WHAT IS REQUIRED
Extract the complete listing and output it unchanged.

EXERCISE INPUTS
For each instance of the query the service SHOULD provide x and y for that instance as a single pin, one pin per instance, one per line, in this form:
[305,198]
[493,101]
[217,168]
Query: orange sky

OUTPUT OF THE EXERCISE
For each instance of the query the service SHOULD provide x and y for that instance as a single pin, one pin per instance, one per line, in this form:
[305,198]
[493,101]
[217,168]
Query: orange sky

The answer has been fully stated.